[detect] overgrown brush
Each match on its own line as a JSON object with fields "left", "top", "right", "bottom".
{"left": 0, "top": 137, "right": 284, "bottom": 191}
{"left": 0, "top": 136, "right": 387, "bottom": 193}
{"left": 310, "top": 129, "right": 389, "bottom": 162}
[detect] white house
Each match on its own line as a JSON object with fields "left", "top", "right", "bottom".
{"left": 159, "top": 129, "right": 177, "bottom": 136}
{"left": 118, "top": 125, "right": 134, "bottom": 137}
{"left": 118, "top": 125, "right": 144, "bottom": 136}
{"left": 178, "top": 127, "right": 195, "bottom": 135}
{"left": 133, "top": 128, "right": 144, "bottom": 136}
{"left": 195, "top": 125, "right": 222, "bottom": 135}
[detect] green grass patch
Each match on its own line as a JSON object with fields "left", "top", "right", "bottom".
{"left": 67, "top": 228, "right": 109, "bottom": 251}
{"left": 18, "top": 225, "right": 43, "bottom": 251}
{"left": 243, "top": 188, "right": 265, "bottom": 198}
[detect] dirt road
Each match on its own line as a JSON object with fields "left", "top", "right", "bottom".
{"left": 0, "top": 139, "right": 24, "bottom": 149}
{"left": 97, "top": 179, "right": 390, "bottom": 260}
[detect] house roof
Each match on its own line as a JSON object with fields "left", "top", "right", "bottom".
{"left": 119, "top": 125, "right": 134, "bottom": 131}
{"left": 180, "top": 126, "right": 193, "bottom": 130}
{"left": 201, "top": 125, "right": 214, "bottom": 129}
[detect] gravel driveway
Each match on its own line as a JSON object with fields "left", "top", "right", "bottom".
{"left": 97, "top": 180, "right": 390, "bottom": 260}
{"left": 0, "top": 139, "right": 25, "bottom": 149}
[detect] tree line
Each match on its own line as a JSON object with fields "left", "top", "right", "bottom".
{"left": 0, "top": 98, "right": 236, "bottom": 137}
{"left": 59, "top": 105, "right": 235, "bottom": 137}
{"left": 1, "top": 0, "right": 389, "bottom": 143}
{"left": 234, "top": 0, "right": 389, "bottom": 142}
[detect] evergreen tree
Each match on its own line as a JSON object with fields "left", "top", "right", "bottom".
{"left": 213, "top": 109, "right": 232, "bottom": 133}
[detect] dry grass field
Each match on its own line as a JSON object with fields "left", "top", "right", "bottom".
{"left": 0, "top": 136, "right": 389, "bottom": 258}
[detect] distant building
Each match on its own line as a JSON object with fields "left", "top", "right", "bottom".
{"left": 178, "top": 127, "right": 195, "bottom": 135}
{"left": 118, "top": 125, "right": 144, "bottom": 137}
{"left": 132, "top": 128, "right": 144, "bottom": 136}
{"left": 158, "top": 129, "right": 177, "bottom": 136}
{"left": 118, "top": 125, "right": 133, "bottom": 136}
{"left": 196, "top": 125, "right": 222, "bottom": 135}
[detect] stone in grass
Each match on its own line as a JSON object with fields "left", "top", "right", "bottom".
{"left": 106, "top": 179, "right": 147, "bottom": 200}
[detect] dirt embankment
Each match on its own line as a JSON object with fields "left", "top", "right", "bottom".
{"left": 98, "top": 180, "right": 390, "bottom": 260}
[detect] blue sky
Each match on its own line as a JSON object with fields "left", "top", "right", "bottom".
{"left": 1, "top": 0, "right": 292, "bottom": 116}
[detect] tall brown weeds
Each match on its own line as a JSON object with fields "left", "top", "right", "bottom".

# What to do:
Please return every line of the records above that contains the word "house".

# Answer to the exercise:
[detect] white house
[detect] house roof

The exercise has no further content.